--- Stated goal ---
Gather every line in the listing below that contains the word "picket" and copy each of those lines in full.

Rows from a dataset for labeling boxes:
◇ ◇ ◇ ◇ ◇ ◇ ◇
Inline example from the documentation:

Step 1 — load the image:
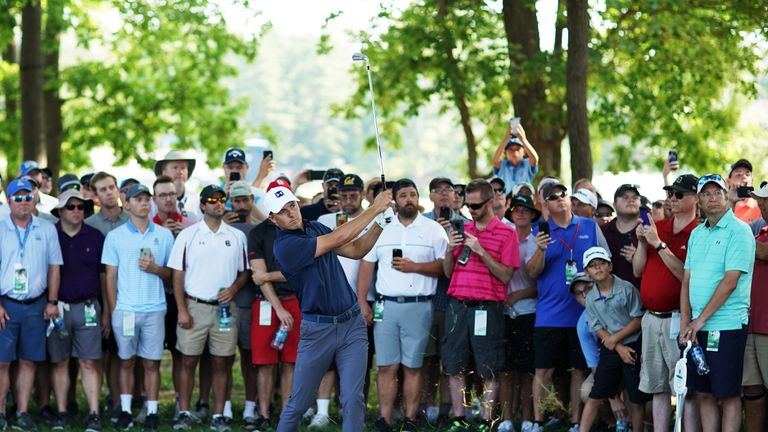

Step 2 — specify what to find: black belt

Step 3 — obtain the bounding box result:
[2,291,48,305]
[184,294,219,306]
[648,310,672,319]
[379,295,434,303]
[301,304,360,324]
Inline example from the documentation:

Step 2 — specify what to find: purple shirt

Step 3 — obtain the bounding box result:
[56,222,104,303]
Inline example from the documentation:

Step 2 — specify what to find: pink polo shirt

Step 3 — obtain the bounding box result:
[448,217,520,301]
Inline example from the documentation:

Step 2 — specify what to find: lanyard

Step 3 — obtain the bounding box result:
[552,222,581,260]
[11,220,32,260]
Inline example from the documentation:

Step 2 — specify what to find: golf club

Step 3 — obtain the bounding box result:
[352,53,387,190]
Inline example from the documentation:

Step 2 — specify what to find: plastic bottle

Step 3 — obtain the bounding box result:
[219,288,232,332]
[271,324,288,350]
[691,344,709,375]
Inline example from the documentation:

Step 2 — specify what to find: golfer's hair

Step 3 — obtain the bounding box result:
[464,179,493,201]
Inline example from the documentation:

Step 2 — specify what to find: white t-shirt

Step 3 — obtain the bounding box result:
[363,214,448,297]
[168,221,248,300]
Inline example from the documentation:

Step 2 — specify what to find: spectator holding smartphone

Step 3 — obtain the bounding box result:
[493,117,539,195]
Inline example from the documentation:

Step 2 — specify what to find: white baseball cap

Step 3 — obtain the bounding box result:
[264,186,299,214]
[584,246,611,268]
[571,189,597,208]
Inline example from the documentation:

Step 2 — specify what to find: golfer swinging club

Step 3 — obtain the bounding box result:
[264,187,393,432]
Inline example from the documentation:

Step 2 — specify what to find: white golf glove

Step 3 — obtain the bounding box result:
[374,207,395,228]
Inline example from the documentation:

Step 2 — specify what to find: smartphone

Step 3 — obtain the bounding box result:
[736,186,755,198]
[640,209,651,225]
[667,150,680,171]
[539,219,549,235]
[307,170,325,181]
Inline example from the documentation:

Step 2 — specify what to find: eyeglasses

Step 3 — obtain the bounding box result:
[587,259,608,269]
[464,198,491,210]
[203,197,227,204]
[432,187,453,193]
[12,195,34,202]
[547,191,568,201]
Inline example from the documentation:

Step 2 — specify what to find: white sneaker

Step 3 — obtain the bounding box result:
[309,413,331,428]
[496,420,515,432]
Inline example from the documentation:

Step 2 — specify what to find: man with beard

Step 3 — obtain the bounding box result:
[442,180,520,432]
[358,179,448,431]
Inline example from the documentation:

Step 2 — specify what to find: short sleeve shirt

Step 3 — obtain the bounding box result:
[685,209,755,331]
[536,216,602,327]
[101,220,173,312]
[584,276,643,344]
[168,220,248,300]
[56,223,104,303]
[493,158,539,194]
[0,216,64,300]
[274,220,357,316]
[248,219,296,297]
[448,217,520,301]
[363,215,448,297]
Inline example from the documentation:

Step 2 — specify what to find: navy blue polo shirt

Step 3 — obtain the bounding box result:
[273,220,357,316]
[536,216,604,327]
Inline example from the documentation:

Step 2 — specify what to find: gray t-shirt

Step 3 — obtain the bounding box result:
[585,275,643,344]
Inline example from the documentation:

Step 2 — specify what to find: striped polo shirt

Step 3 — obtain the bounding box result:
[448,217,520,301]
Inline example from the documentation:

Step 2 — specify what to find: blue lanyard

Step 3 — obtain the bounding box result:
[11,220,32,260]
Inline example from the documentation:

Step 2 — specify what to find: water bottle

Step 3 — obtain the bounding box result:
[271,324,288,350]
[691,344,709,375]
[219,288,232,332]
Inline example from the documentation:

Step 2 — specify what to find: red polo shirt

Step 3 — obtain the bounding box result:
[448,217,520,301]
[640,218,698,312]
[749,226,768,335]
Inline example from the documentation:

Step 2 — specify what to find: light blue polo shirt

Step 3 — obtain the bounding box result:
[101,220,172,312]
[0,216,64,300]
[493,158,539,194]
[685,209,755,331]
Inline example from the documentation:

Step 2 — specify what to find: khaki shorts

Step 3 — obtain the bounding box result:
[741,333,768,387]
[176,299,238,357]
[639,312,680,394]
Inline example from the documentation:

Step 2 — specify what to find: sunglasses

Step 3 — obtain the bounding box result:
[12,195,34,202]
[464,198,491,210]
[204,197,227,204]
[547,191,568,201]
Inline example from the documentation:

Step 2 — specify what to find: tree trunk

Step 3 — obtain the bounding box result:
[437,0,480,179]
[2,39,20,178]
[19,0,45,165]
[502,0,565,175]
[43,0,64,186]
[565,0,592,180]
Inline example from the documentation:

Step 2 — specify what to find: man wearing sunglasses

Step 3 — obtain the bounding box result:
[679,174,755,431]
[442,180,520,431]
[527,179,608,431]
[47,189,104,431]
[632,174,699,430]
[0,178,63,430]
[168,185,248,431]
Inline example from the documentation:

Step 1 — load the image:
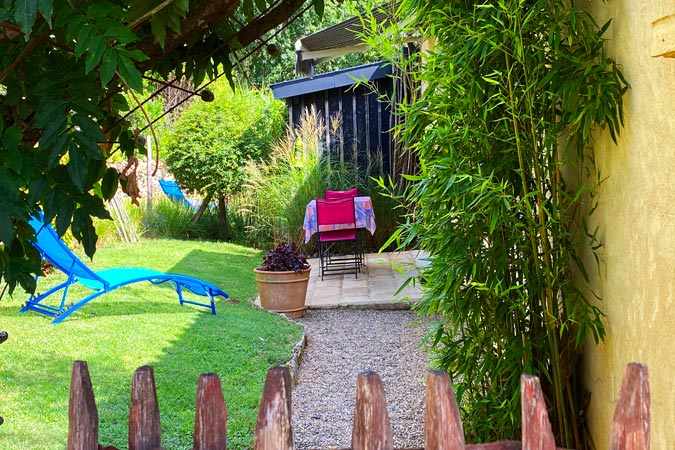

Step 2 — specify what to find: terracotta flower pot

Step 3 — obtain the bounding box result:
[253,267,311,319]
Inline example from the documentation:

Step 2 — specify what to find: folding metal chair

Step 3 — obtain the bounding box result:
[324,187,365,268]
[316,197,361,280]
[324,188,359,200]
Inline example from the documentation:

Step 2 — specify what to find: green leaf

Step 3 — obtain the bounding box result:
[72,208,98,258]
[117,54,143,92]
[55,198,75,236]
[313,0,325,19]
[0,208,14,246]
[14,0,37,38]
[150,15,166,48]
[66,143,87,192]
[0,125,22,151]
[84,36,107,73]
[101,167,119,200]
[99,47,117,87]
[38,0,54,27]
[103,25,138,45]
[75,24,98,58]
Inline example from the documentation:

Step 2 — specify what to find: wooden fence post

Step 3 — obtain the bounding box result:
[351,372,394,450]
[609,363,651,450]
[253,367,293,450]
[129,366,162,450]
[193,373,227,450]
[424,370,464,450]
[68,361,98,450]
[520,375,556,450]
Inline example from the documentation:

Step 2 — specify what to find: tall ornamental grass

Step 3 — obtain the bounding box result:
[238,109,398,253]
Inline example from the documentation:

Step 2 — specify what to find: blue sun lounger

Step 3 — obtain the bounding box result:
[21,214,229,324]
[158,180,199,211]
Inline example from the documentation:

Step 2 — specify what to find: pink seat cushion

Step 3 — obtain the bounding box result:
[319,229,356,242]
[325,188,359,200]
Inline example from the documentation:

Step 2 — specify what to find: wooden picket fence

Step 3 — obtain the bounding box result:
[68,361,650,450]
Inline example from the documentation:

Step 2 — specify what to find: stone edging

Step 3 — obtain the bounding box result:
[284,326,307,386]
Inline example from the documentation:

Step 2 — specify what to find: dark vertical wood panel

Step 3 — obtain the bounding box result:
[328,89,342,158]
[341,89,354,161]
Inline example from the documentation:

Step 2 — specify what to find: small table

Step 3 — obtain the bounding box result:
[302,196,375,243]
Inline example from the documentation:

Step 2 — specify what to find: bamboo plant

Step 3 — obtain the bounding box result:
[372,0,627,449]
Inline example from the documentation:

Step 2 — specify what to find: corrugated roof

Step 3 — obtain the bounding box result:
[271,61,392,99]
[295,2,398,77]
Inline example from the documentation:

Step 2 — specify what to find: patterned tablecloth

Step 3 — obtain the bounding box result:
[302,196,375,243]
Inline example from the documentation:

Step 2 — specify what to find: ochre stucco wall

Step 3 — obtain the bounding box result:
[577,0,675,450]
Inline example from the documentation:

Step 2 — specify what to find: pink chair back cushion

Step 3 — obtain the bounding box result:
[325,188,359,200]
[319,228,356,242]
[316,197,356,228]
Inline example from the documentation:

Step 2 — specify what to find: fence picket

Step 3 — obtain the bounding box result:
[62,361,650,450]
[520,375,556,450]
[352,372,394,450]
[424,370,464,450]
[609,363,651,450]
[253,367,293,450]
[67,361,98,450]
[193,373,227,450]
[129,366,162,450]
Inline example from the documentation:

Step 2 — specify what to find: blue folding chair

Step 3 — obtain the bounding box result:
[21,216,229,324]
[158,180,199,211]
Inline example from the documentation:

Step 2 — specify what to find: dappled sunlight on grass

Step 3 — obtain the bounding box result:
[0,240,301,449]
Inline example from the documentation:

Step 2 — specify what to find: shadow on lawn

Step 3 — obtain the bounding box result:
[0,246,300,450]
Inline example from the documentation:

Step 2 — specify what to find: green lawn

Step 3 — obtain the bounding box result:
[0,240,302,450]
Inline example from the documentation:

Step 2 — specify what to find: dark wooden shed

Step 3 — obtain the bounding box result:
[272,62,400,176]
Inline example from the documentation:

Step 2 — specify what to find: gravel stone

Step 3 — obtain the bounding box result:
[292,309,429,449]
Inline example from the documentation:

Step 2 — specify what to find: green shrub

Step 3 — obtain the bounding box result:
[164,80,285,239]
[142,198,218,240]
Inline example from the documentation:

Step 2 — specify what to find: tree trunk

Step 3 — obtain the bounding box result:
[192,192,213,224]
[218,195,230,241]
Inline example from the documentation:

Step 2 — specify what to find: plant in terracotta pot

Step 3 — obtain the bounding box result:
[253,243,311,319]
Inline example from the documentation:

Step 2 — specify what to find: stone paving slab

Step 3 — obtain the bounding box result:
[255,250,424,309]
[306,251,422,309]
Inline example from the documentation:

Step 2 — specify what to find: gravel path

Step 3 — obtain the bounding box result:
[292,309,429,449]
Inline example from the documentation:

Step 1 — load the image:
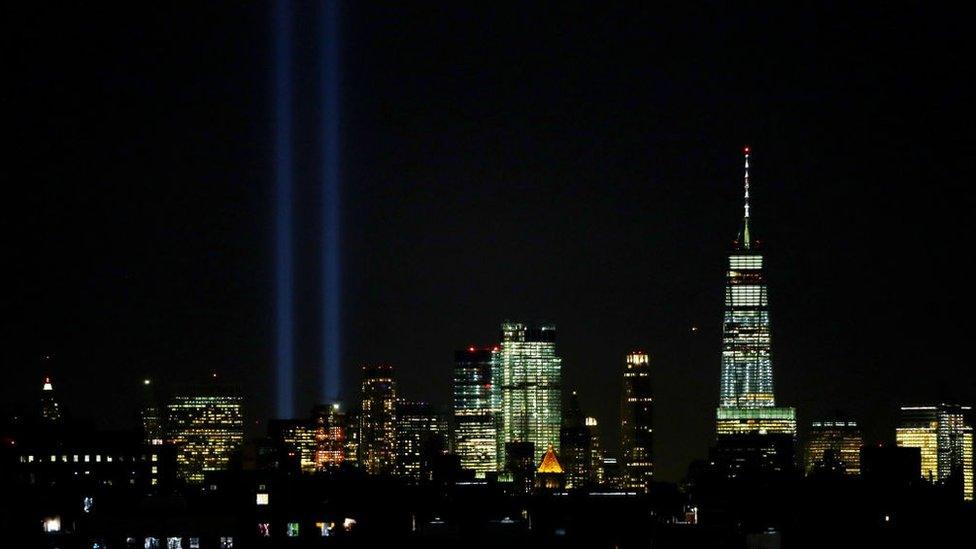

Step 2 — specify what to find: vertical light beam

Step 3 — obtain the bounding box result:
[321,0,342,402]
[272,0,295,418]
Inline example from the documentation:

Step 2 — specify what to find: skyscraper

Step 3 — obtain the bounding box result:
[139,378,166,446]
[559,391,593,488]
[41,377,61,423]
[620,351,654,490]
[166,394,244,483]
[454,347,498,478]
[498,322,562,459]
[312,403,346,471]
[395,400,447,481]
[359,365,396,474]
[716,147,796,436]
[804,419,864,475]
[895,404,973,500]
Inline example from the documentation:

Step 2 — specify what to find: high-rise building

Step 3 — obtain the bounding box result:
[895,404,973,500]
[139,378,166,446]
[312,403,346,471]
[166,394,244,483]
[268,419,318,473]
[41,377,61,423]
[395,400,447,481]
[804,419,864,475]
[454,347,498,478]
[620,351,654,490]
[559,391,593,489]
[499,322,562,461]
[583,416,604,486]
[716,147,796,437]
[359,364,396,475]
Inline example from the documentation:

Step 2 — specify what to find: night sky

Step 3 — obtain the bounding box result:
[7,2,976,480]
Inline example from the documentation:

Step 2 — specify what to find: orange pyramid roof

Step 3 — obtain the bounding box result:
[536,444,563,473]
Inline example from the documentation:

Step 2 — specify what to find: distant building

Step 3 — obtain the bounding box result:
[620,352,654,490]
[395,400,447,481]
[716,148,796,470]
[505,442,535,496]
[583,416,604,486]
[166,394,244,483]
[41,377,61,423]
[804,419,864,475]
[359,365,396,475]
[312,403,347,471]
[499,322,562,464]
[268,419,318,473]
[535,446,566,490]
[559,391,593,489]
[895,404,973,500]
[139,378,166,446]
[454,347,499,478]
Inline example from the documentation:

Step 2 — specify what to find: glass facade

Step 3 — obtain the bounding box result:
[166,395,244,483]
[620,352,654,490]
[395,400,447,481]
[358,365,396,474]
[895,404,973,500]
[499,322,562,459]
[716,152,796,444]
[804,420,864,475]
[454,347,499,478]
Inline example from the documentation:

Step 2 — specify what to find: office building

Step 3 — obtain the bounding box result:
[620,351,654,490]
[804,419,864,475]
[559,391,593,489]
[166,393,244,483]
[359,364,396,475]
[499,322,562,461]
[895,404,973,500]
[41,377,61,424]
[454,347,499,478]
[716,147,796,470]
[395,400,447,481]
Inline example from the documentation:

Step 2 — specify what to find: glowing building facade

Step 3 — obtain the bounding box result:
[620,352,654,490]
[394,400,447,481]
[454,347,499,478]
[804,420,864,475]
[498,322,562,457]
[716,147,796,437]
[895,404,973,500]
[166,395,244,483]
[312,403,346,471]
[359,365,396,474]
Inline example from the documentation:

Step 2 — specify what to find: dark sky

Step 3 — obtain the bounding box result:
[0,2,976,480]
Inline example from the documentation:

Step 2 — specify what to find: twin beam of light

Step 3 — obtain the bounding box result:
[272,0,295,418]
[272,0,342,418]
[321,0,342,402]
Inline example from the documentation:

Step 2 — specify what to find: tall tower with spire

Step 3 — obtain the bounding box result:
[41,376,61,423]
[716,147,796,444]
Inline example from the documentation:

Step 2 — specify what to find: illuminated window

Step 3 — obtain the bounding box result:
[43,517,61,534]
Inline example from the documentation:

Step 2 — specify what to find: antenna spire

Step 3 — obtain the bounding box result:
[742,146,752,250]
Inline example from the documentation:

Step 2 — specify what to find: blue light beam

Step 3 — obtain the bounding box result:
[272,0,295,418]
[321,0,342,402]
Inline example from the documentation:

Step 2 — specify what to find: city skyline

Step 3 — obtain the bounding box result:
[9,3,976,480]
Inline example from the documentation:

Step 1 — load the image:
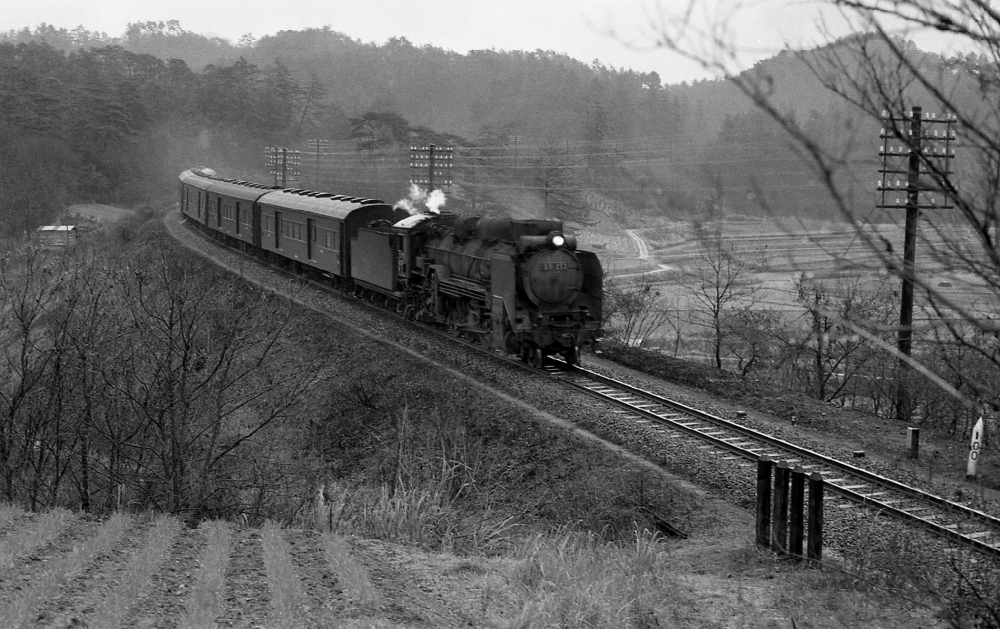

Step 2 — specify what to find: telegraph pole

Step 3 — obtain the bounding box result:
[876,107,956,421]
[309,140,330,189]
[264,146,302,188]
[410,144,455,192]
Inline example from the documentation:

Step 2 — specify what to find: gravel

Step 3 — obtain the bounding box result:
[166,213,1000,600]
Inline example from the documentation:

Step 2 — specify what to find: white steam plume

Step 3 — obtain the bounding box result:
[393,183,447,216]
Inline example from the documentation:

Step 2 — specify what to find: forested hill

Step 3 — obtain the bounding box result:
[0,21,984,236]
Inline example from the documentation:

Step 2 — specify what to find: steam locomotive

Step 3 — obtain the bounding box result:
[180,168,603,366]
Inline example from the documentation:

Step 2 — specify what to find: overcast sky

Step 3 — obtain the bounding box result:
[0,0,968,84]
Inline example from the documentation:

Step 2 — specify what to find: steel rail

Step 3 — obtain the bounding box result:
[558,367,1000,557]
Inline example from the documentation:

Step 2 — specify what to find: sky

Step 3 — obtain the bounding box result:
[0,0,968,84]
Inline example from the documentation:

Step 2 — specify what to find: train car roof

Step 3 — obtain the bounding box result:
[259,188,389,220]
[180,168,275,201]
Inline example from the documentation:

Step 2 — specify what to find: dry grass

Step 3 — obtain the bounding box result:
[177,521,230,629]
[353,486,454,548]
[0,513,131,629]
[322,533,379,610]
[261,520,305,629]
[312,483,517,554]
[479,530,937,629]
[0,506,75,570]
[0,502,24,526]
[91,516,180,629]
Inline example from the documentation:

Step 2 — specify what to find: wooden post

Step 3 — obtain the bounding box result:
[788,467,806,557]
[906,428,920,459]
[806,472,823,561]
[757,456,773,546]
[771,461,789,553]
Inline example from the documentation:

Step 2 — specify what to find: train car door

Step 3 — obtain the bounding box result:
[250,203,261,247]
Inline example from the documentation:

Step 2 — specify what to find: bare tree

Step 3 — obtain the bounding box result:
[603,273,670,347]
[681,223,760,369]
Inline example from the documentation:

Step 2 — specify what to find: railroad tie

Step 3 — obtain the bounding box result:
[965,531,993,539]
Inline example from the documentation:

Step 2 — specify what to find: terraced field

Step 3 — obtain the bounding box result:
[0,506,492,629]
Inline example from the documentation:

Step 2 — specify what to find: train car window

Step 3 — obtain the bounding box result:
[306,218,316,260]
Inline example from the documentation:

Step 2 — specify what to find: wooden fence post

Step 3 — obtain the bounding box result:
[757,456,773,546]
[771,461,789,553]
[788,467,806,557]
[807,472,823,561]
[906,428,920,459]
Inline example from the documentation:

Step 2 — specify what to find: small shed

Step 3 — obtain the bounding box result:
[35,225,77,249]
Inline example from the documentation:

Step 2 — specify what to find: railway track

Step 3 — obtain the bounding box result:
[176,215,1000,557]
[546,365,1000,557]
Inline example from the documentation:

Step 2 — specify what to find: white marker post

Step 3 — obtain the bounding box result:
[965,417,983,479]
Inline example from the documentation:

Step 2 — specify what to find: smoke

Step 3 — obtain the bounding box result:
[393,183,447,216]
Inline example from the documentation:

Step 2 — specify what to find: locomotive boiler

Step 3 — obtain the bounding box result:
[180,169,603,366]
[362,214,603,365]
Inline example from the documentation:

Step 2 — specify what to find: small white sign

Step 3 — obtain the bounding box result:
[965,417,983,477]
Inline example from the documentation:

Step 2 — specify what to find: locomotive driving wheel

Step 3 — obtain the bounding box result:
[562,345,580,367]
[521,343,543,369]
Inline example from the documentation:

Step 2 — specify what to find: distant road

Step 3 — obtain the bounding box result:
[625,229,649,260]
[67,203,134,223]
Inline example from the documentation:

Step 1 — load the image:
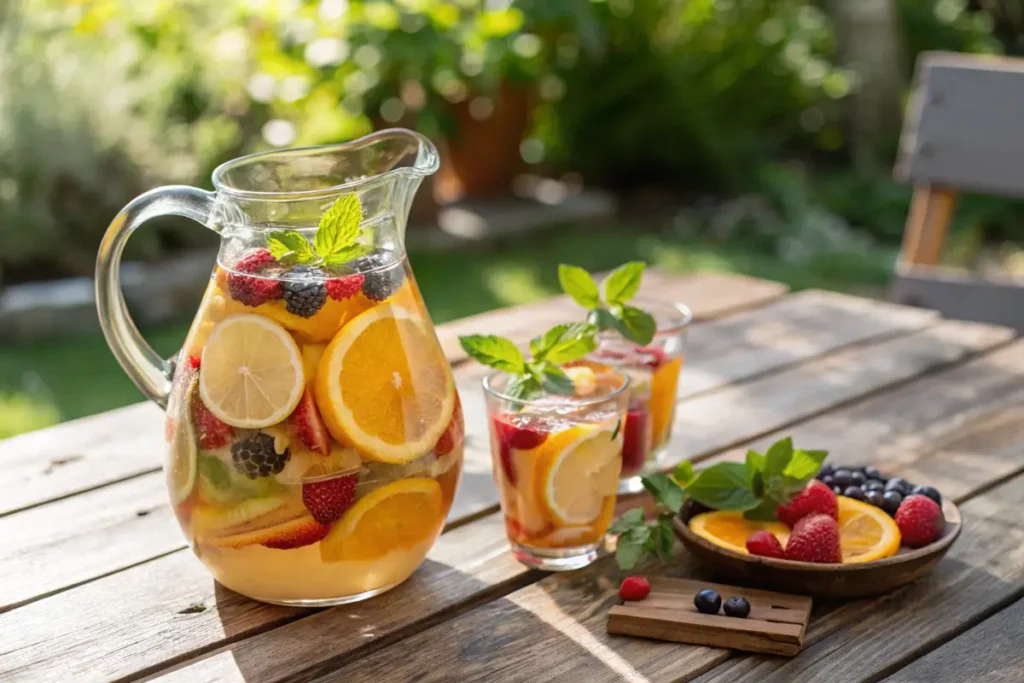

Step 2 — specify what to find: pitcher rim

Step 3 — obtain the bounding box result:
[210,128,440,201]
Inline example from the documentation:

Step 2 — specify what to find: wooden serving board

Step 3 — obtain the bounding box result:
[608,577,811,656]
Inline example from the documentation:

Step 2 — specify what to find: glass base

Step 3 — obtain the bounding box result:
◇ ◇ ◇ ◇ ◇ ◇ ◇
--- Exercise solution ---
Step 2 — specify what to find: wooden picket fence
Step 2 — specify what to find: fence picket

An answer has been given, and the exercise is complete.